Written task - Update the ESP32-CAM tutorial by reproducing everything from "Notice, we download" down to "images using tinyml.", with "tinyml" changed to "TinyML".

Provided text -
=-=-=

This tutorial covers how to use TinyML with ESP32-CAM. It describes how to classify images using ESP32-CAM using deep learning. The machine learning model running directly on the device. To do it, it is necessary to create a machine learning model using Tensorflow lite and shrink the model. There are several ways to do it, this tutorial uses Edge Impulse that simplifies all the steps. We will explore the power of TinyML with ESP32-CAM to recognize and classify images.
How to use TinyML with ESP32-CAM
In order to use deep learning with ESP32-CAM, so that ESP32-CAM can classify images there are several steps to follow:
- Find the dataset where to train the model
- Manipulate the dataset if necessary
- Define the model architecture
- Train the model
- Develop the ESP32-CAM code to run the model
Edge Impulse helps us to speed up the deep learning model definition and the training phase producing a ready-to-use tinyml model that we can use with the ESP32-CAM. This is model is based on Tensorflow lite.
In this ESP32-CAM tutorial, we will use a dataset to recognize flowers. This project is still experimental and it must be improved in several aspects. Anyway, it provides a guide if you want to experiment with how to run a machine learning /deep learning model directly on your device.
Define the dataset to train the model to use with ESP32-CAM
There are several datasets we can use to train our tinyml model. You can find one you like. As said, we want to classify flowers using ESP32-CAM and deep learning. Therefore, we will look for a model that contains several flowers grouped in classes. Kaggle is a good starting point when you look for a dataset repository or you want to have information about Machine Learning.
This is the dataset we will use to train our machine learning model to use with ESP32-CAM. It contais 5 different flower classes:
- Daisy
- Dandelion
- Rose
- Sunflower
- Tulip
Before going on, it is necessary to create a Kaggle account.
Preparing the dataset to use with Edge Impulse
Before training the model, it is necessary to upload the data to Edge Impulse. To do it, we can install everything you need locally or you can use Google Colab to do it. This tutorial uses this second option. This is the link where you can download the code.
First of all, we have to download the dataset from Kaggle:
!pip install -q kaggle
import os
os.environ['KAGGLE_USERNAME']='your_username'
os.environ['KAGGLE_KEY']='your_key'
# Flower dataset
!kaggle datasets download -d alxmamaev/flowers-recognition
!unzip flowers-recognition.zip
# Fruit dataset
!kaggle datasets download -d moltean/fruits
!unzip fruits.zip
Code language: Bash (bash)
Notice, we download two different dataset: one that contains flower and another one that contains fruits. When we train a model, it is necessary to select a class that differs from the class we want to classify. In this dataset, there are the classes we will use in the ESP32-CAM to classify images using tinyml.

=-=-=

Information shown -

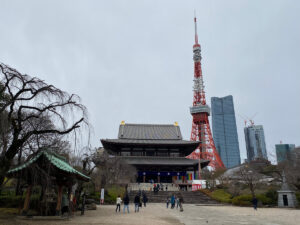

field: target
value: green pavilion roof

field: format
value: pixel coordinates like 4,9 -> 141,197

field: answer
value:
7,150 -> 90,180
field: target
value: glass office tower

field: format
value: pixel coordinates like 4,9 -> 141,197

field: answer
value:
275,144 -> 295,163
211,95 -> 241,168
244,125 -> 268,162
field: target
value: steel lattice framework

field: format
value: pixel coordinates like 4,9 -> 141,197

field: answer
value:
187,17 -> 225,171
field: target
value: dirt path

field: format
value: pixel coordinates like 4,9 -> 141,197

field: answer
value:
170,205 -> 300,225
0,204 -> 182,225
0,203 -> 300,225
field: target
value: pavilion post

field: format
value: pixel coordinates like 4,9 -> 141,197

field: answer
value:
56,185 -> 63,215
23,184 -> 32,213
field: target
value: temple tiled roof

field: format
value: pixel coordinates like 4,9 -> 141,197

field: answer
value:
101,139 -> 199,148
117,156 -> 209,167
118,123 -> 182,140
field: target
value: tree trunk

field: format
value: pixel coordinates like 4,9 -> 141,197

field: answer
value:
23,185 -> 32,213
0,155 -> 11,189
16,149 -> 22,195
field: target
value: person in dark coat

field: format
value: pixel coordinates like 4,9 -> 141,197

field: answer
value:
252,197 -> 257,210
123,194 -> 129,213
134,195 -> 140,212
177,193 -> 183,212
143,193 -> 148,207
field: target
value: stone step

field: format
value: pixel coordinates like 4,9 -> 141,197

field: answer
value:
129,191 -> 219,204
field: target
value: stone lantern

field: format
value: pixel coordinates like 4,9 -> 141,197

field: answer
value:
277,172 -> 298,208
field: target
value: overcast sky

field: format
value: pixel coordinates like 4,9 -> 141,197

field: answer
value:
0,0 -> 300,162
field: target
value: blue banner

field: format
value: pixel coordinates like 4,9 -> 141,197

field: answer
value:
138,171 -> 186,176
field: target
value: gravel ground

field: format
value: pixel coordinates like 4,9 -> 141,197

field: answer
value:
0,203 -> 300,225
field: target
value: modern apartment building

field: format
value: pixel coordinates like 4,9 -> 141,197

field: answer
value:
211,95 -> 241,168
275,144 -> 295,163
244,125 -> 268,162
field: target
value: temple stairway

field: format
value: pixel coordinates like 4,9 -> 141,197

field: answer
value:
129,191 -> 219,205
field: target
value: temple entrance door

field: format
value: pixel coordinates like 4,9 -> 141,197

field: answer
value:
160,176 -> 172,183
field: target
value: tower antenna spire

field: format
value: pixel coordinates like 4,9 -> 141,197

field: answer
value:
187,11 -> 225,172
194,10 -> 198,45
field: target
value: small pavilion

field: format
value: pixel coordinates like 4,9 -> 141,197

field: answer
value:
7,150 -> 90,215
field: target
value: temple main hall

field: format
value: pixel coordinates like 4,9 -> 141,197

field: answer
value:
101,121 -> 209,185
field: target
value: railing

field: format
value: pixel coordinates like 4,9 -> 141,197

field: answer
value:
128,183 -> 179,191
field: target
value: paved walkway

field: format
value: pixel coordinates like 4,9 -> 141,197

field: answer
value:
0,203 -> 300,225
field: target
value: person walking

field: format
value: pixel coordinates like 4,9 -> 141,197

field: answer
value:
166,197 -> 170,208
116,195 -> 122,212
143,193 -> 148,207
123,194 -> 129,213
171,194 -> 175,209
134,195 -> 140,212
177,193 -> 183,212
176,196 -> 179,209
252,197 -> 257,210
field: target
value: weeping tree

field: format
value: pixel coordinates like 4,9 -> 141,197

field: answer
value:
0,63 -> 88,185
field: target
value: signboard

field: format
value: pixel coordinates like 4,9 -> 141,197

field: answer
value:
192,180 -> 206,191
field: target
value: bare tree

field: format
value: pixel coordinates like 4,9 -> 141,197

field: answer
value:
0,63 -> 87,185
237,163 -> 263,198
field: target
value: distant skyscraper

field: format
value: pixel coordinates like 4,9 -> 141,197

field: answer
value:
275,144 -> 295,162
211,95 -> 241,168
244,125 -> 268,162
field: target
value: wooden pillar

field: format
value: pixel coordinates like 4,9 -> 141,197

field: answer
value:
23,185 -> 32,212
56,185 -> 63,215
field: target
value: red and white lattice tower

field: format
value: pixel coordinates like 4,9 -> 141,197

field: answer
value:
187,16 -> 225,171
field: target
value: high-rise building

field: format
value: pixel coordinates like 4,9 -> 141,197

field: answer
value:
211,95 -> 241,168
275,144 -> 295,163
244,125 -> 268,162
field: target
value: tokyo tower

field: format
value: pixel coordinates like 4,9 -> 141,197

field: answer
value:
187,16 -> 225,171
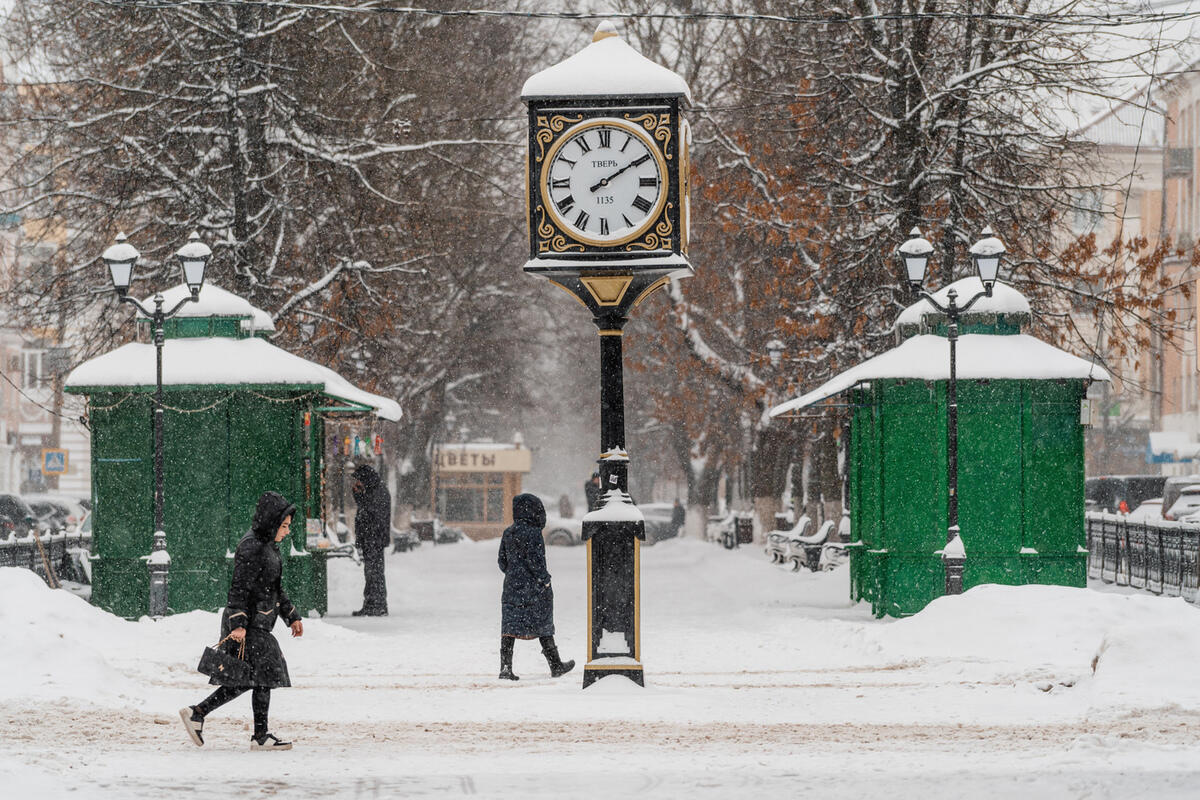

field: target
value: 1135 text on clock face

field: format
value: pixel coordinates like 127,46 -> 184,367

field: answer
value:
542,119 -> 666,245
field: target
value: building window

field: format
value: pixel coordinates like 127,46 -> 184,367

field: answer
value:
20,350 -> 44,389
437,473 -> 504,524
1070,190 -> 1102,236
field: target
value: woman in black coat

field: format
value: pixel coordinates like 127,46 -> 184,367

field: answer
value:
179,492 -> 304,750
497,494 -> 575,680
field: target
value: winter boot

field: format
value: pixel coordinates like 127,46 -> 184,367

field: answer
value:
500,636 -> 521,680
541,644 -> 575,678
179,705 -> 204,747
250,733 -> 292,750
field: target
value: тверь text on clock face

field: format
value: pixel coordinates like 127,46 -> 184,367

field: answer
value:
541,119 -> 667,245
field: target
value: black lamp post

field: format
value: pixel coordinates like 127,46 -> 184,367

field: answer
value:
101,233 -> 212,618
900,228 -> 1004,595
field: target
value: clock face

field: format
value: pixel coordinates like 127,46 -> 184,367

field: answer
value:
541,119 -> 667,245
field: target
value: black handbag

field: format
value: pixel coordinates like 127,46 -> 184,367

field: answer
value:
196,636 -> 254,686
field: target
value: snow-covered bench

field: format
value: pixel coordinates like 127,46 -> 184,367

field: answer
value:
787,519 -> 835,572
766,516 -> 812,564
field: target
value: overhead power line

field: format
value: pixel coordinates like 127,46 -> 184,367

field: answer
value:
79,0 -> 1200,28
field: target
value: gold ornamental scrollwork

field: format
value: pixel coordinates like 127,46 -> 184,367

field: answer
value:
625,113 -> 672,161
538,203 -> 583,253
625,203 -> 674,251
534,114 -> 583,164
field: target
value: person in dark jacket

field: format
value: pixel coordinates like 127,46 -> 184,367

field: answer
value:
179,492 -> 304,750
352,464 -> 391,616
496,494 -> 575,680
583,473 -> 600,511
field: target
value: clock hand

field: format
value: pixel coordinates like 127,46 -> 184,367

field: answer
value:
589,156 -> 649,192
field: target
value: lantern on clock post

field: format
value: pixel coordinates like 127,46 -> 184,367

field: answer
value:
521,22 -> 692,687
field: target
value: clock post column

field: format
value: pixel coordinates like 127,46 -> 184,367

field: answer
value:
583,312 -> 646,688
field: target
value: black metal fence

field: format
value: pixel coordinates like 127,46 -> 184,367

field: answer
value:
1086,511 -> 1200,602
0,531 -> 91,587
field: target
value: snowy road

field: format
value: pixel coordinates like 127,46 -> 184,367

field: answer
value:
0,541 -> 1200,800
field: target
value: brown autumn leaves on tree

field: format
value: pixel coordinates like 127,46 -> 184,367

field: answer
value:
637,1 -> 1190,515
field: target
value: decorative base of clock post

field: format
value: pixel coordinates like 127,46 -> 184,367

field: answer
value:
583,658 -> 646,688
583,489 -> 646,688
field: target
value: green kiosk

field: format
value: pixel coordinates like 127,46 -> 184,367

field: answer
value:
772,277 -> 1109,616
66,283 -> 400,618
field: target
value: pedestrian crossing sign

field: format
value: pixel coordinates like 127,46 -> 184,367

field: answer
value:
42,450 -> 67,475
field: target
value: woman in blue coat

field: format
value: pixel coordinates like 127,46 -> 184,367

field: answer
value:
497,494 -> 575,680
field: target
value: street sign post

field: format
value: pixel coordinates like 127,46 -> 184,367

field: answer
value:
42,449 -> 67,475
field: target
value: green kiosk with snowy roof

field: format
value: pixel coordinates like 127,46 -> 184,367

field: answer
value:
66,283 -> 400,618
772,277 -> 1109,616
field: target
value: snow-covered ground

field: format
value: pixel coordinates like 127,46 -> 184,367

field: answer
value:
0,541 -> 1200,800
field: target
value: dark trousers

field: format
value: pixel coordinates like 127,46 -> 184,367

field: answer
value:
196,686 -> 271,739
362,551 -> 388,614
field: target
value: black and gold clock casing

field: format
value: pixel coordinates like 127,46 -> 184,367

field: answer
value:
526,97 -> 690,276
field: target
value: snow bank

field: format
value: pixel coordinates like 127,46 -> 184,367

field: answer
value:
0,567 -> 137,700
877,585 -> 1200,709
0,567 -> 364,706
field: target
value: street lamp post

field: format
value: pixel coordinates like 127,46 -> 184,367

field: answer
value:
900,228 -> 1004,595
101,231 -> 212,618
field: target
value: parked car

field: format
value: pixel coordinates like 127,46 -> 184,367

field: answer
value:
1084,475 -> 1161,513
0,494 -> 37,536
1163,483 -> 1200,519
23,494 -> 86,531
1162,475 -> 1200,517
1126,498 -> 1163,522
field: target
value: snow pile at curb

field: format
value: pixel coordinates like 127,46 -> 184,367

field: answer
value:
878,585 -> 1200,708
0,567 -> 137,700
0,567 -> 364,705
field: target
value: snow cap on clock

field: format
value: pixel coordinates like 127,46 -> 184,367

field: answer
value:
521,20 -> 691,101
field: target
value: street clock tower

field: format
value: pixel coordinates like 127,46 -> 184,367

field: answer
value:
521,22 -> 692,687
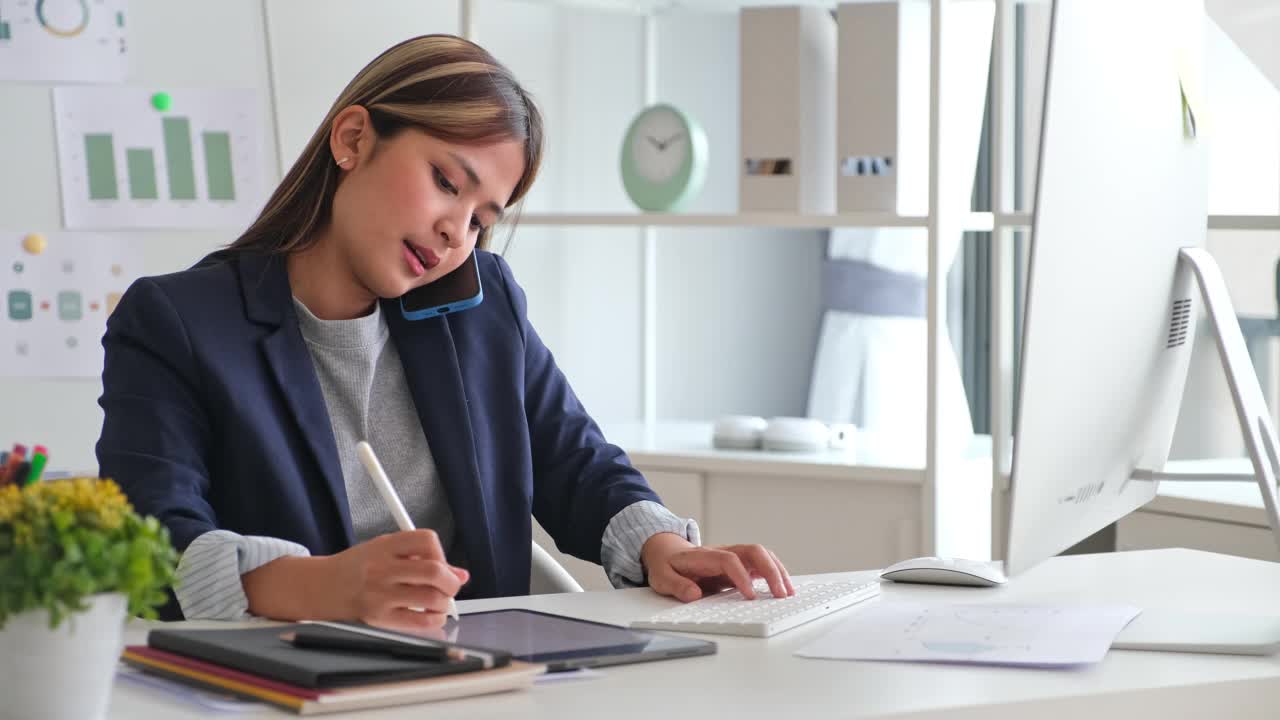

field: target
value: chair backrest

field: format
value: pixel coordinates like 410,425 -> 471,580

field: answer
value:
529,542 -> 582,594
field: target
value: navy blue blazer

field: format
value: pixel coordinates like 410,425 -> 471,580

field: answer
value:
97,251 -> 658,618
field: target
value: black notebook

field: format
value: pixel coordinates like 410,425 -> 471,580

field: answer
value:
147,625 -> 511,689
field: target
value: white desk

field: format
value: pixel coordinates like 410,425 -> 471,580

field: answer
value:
108,550 -> 1280,720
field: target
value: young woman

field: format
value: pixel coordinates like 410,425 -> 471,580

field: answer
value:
97,36 -> 794,630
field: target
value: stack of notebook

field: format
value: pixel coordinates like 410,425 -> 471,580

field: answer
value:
123,623 -> 545,715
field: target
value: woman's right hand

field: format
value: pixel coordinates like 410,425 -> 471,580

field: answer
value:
329,529 -> 470,632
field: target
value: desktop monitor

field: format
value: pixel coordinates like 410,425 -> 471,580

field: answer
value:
1006,0 -> 1208,575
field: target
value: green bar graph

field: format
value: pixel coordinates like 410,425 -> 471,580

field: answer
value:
164,118 -> 196,200
204,132 -> 236,200
124,147 -> 160,200
84,135 -> 120,200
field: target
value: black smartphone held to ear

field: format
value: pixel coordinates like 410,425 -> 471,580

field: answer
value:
401,250 -> 484,320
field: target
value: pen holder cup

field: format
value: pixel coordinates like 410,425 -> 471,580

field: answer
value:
0,593 -> 127,720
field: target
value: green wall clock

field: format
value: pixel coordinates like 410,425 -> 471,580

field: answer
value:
621,104 -> 707,211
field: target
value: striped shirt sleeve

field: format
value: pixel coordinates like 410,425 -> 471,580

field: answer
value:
600,500 -> 703,588
174,530 -> 311,620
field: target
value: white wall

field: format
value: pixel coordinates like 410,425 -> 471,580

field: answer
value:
0,0 -> 279,471
0,0 -> 823,470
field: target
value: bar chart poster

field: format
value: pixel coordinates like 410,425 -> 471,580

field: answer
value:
54,87 -> 266,231
0,0 -> 128,83
0,232 -> 142,378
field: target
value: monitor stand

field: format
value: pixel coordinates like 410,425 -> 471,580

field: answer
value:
1126,247 -> 1280,655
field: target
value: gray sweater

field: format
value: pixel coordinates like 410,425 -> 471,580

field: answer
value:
175,299 -> 699,620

=-=-=

Answer -
Notice, we download two different dataset: one that contains flower and another one that contains fruits. When we train a model, it is necessary to select a class that differs from the class we want to classify. In this dataset, there are the classes we will use in the ESP32-CAM to classify images using TinyML.